Новая русская проза: романы об Армении и Сибири, рассказы о насилии Галина Юзефович — о книгах Наталии Мещаниновой, Андрея Филимонова и Наринэ Абгарян
Литературный критик Галина Юзефович рассказывает о трех книгах новой русской прозы — «Рассказы» Наталии Мещаниновой, «Рецепты сотворения мира: от Парижа до Сибири через весь ХХ век» Андрея Филимонова и «Дальше жить» Наринэ Абгарян.
Наталия Мещанинова. Рассказы. СПб.: «Сеанс», 2017
Тоненькая дебютная книжечка Наталии Мещаниновой, бесхитростно озаглавленная «Рассказы» и выпущенная издательством «Сеанс» в количестве тысячи экземпляров, из тех редких сокровищ, которые с лихвой окупают все тяготы работы книжного обозревателя. Пронзительная и литая, как пуля, она работает по модели «Маленькой жизни» Ханьи Янагихары — только «Маленькой жизни» компактной (от чего, возможно, еще более обжигающей), простой, ироничной и очень узнаваемой.

---*---

#### ЗАДАНИЕ 1
Перепишите дословно часть обзора новой русской прозы, которая начинается со слов, содержащих «Наталия Мещанинова. Рассказы.», и заканчивается словами «и очень узнаваемой.».
#### ЗАДАНИЕ 2
Напишите продолжение обзора новой русской прозы, начав сразу после его последнего предложения.

---*---

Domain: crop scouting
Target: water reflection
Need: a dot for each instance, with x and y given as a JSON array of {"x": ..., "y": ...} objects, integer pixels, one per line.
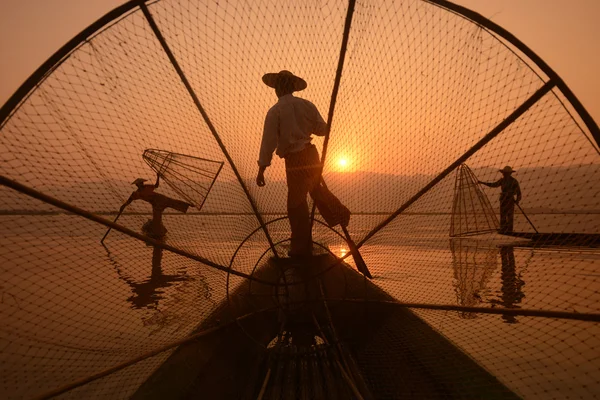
[
  {"x": 474, "y": 263},
  {"x": 147, "y": 293},
  {"x": 473, "y": 266},
  {"x": 512, "y": 284}
]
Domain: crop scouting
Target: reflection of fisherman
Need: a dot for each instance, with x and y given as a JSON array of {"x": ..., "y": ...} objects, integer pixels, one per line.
[
  {"x": 154, "y": 227},
  {"x": 510, "y": 189},
  {"x": 147, "y": 293},
  {"x": 288, "y": 128}
]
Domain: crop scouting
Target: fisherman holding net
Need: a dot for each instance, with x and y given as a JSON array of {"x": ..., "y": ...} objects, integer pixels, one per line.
[
  {"x": 154, "y": 227},
  {"x": 509, "y": 189},
  {"x": 289, "y": 125}
]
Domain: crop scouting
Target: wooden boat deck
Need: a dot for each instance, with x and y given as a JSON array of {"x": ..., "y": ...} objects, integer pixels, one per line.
[{"x": 378, "y": 350}]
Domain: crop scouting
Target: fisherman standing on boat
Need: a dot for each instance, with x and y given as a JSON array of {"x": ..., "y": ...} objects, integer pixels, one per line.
[
  {"x": 509, "y": 189},
  {"x": 289, "y": 125},
  {"x": 154, "y": 227}
]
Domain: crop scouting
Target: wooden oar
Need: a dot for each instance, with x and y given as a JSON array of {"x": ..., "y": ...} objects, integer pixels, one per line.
[
  {"x": 527, "y": 218},
  {"x": 106, "y": 234},
  {"x": 358, "y": 260}
]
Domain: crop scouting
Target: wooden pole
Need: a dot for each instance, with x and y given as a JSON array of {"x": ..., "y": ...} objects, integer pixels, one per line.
[{"x": 358, "y": 260}]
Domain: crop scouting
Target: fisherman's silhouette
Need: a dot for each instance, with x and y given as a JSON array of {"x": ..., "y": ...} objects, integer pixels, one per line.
[
  {"x": 289, "y": 125},
  {"x": 512, "y": 285},
  {"x": 509, "y": 189},
  {"x": 154, "y": 227}
]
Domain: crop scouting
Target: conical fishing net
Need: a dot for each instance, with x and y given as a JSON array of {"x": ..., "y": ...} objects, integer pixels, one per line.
[
  {"x": 472, "y": 212},
  {"x": 191, "y": 178},
  {"x": 412, "y": 89}
]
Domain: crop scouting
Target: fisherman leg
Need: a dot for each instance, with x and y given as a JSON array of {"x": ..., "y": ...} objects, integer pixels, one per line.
[{"x": 505, "y": 225}]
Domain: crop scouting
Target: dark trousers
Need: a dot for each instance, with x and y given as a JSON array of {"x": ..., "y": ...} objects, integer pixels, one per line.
[
  {"x": 507, "y": 213},
  {"x": 302, "y": 173}
]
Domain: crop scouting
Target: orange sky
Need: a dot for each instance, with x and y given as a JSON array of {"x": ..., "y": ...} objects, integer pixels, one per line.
[{"x": 563, "y": 32}]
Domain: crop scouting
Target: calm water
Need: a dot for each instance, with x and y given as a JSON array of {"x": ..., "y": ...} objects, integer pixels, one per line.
[{"x": 71, "y": 307}]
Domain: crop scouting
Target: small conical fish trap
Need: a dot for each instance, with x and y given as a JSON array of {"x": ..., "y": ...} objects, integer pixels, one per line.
[
  {"x": 472, "y": 212},
  {"x": 411, "y": 89}
]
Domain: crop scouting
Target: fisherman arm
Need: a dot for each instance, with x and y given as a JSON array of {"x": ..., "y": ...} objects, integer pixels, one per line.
[
  {"x": 491, "y": 184},
  {"x": 320, "y": 127},
  {"x": 268, "y": 145}
]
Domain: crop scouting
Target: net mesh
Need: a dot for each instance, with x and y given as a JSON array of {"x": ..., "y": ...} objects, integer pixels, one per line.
[{"x": 421, "y": 85}]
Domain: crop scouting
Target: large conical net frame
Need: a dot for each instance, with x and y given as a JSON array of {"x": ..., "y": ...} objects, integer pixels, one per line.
[{"x": 411, "y": 90}]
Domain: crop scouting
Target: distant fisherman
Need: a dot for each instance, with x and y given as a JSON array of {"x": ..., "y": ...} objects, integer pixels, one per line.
[
  {"x": 289, "y": 125},
  {"x": 154, "y": 227},
  {"x": 510, "y": 189}
]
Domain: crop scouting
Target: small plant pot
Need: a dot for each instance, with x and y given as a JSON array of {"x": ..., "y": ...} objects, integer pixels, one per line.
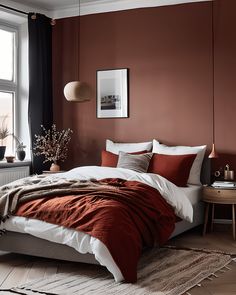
[
  {"x": 2, "y": 152},
  {"x": 20, "y": 155},
  {"x": 54, "y": 167}
]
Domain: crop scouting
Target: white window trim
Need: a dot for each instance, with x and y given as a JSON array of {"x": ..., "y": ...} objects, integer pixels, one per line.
[
  {"x": 20, "y": 83},
  {"x": 12, "y": 86}
]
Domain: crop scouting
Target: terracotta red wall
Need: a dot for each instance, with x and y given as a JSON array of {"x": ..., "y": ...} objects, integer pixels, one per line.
[{"x": 168, "y": 53}]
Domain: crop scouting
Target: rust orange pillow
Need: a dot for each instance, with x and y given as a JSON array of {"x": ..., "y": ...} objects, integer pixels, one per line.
[
  {"x": 175, "y": 168},
  {"x": 110, "y": 160}
]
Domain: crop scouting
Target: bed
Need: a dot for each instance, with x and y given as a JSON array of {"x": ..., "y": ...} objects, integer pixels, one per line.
[{"x": 39, "y": 238}]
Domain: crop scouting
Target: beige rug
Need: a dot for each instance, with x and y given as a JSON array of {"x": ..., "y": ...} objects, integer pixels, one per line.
[{"x": 164, "y": 271}]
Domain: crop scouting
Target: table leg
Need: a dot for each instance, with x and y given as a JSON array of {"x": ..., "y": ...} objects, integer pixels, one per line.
[
  {"x": 212, "y": 216},
  {"x": 206, "y": 218},
  {"x": 233, "y": 220}
]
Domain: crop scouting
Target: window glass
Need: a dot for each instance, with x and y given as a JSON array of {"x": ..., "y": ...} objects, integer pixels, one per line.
[
  {"x": 6, "y": 118},
  {"x": 7, "y": 55}
]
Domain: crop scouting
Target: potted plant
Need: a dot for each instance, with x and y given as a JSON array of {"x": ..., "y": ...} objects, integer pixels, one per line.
[
  {"x": 4, "y": 132},
  {"x": 53, "y": 145}
]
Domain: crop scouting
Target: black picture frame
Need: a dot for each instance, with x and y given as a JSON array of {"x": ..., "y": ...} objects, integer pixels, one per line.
[{"x": 112, "y": 93}]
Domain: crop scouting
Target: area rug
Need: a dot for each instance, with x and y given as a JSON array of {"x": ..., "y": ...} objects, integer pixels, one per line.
[{"x": 164, "y": 271}]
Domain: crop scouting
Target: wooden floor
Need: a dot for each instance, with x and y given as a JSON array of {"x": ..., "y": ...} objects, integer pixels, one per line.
[{"x": 18, "y": 269}]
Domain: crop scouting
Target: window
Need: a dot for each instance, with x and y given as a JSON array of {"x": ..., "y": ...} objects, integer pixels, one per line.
[{"x": 8, "y": 81}]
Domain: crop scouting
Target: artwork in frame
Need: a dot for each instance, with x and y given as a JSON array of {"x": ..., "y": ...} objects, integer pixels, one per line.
[{"x": 112, "y": 93}]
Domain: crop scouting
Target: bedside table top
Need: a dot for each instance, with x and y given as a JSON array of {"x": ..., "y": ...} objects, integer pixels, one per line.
[{"x": 219, "y": 195}]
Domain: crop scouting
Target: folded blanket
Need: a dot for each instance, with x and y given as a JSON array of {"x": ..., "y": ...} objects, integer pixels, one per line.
[{"x": 125, "y": 215}]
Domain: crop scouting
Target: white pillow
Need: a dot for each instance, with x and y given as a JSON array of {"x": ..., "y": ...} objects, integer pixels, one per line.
[
  {"x": 195, "y": 172},
  {"x": 115, "y": 148}
]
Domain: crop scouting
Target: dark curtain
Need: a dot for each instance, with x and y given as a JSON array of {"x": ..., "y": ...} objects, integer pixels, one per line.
[{"x": 40, "y": 81}]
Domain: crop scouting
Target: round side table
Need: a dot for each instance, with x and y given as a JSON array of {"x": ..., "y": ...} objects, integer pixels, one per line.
[{"x": 212, "y": 196}]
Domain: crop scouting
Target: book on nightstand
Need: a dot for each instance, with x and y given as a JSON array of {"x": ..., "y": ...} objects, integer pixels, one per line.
[{"x": 224, "y": 184}]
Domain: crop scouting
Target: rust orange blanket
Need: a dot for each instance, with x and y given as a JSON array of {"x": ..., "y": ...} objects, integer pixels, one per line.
[{"x": 125, "y": 215}]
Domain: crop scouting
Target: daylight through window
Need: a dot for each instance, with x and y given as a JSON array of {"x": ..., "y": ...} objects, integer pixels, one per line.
[{"x": 7, "y": 83}]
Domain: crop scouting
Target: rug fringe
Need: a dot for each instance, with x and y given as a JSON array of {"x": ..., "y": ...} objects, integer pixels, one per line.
[{"x": 201, "y": 250}]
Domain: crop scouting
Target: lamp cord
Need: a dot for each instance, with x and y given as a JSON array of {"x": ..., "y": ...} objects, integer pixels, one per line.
[{"x": 213, "y": 72}]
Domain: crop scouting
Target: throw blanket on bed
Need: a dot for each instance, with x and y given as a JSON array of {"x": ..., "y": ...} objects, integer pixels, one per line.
[{"x": 124, "y": 215}]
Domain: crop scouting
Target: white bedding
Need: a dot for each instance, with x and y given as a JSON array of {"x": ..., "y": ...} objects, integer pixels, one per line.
[
  {"x": 193, "y": 193},
  {"x": 84, "y": 243}
]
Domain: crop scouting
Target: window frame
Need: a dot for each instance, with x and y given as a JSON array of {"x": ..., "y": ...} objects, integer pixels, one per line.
[{"x": 12, "y": 86}]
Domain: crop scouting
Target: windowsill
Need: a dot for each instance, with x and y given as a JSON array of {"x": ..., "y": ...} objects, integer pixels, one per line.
[{"x": 16, "y": 163}]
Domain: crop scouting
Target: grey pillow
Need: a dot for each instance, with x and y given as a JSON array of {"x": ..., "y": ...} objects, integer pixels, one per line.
[{"x": 138, "y": 163}]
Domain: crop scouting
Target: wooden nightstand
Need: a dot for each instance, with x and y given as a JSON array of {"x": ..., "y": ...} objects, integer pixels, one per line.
[{"x": 214, "y": 196}]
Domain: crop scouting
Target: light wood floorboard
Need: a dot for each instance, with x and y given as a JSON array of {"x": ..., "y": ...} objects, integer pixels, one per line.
[{"x": 18, "y": 269}]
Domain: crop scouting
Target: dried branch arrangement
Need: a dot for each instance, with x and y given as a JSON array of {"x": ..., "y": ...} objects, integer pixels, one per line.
[{"x": 53, "y": 144}]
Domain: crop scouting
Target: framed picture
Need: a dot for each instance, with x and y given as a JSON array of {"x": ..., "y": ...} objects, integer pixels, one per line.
[{"x": 112, "y": 93}]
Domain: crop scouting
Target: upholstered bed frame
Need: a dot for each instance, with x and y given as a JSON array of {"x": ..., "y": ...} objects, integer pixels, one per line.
[{"x": 30, "y": 245}]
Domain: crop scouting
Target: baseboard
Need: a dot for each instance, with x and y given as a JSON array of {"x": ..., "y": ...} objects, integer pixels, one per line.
[{"x": 223, "y": 221}]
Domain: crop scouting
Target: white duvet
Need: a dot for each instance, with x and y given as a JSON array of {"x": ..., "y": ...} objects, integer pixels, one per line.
[{"x": 84, "y": 243}]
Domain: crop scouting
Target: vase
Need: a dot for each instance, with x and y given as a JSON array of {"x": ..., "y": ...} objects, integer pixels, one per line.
[
  {"x": 54, "y": 167},
  {"x": 20, "y": 155},
  {"x": 2, "y": 152}
]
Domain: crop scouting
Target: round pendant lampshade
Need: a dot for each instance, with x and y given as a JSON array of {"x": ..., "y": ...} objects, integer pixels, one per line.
[{"x": 77, "y": 91}]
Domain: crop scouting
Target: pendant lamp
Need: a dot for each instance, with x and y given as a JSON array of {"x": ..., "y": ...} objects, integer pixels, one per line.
[
  {"x": 77, "y": 91},
  {"x": 213, "y": 153}
]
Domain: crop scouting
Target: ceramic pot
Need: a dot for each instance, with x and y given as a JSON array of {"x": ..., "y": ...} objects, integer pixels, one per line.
[
  {"x": 2, "y": 152},
  {"x": 54, "y": 167},
  {"x": 20, "y": 155}
]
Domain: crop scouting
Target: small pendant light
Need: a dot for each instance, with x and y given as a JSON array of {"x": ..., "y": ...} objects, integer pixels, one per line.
[
  {"x": 77, "y": 91},
  {"x": 213, "y": 153}
]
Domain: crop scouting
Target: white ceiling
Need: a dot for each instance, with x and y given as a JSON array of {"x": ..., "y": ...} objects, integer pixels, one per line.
[
  {"x": 67, "y": 8},
  {"x": 59, "y": 4}
]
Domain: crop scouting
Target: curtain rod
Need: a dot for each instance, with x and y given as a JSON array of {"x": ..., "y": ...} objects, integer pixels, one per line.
[{"x": 14, "y": 9}]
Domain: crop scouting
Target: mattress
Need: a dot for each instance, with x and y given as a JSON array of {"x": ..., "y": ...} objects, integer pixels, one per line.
[{"x": 84, "y": 243}]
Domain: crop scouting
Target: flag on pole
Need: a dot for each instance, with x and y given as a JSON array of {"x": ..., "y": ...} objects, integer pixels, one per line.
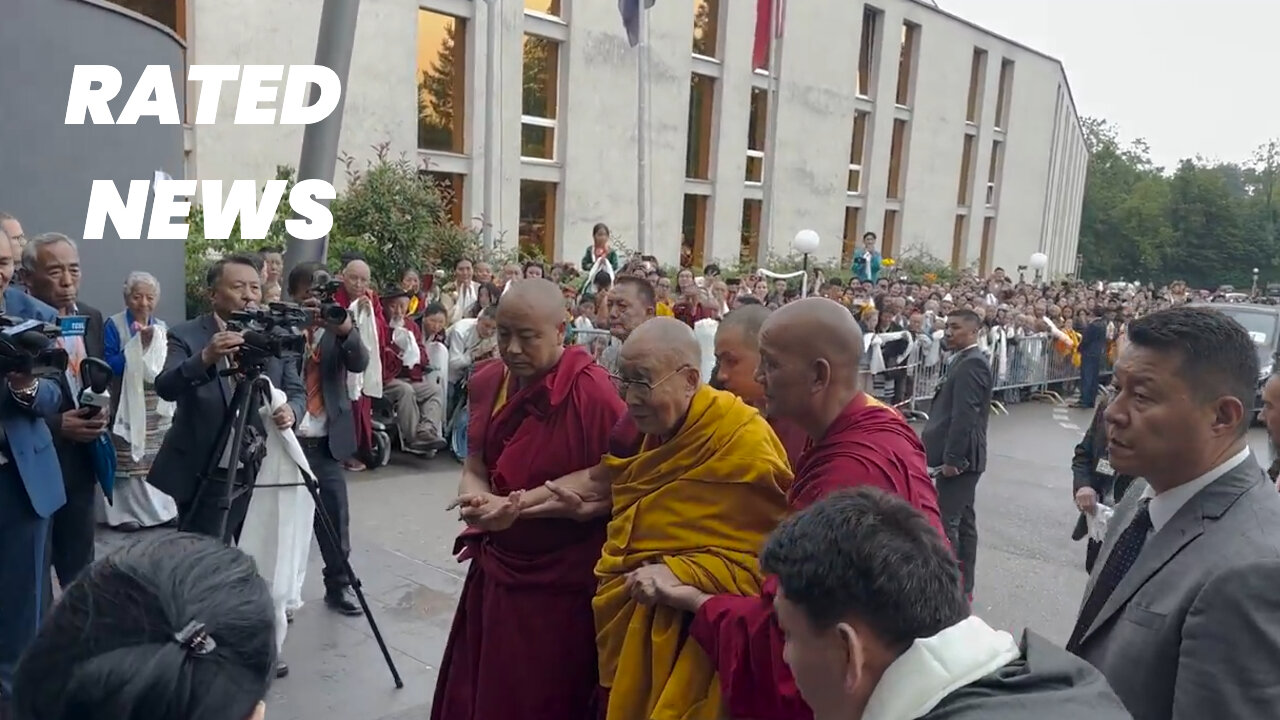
[
  {"x": 631, "y": 10},
  {"x": 768, "y": 26}
]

---*---

#### ОТВЕТ 1
Наталия Мещанинова. Рассказы. СПб.: «Сеанс», 2017
Тоненькая дебютная книжечка Наталии Мещаниновой, бесхитростно озаглавленная «Рассказы» и выпущенная издательством «Сеанс» в количестве тысячи экземпляров, из тех редких сокровищ, которые с лихвой окупают все тяготы работы книжного обозревателя. Пронзительная и литая, как пуля, она работает по модели «Маленькой жизни» Ханьи Янагихары — только «Маленькой жизни» компактной (от чего, возможно, еще более обжигающей), простой, ироничной и очень узнаваемой.

#### ОТВЕТ 2
Берем выдуманного Янагихарой мальчика Джуда и меняем его на девочку Наташу, на место монаха-педофила брата Луки подставляем отчима-насильника дядю Сашу, а действие переносим из безликих американских мотелей в тесный неблагополучный городок российского юга — и получаем рассказы (а на самом деле автобиографическую повесть) Наталии Мещаниновой. Жгучая ненависть к себе («я позволила это делать со мной, значит, я и виновата») и саморазрушение как единственное лекарство от нее. Ежедневная унизительная необходимость выбирать, чего ты хочешь больше — ужинать или чтобы тебя не лапали, а еще абсурдная привязанность к предательнице-матери, и иссушающий страх за нее (у матери больное сердце, ее нельзя огорчать). Обманчивое отсутствие эмоций, становящихся в этом мире непозволительной роскошью. Ужас перед районными хулиганами, и обыденная повседневная жестокость, почти неотличимая от любви, и «лозина» в качестве главного средства воспитания, и шитая-перезашитая ватная входная дверь, многократно порезанная ножичками, и страшная лесополоса, где вечерами творится такое, что лучше даже не смотреть в ту сторону… Срываясь то в крик, то в стеб, то почти в стихи, Мещанинова пишет текст непристойно личный, страшный, как романы Стивена Кинга, и в то же время отточенный, как трагедии Расина.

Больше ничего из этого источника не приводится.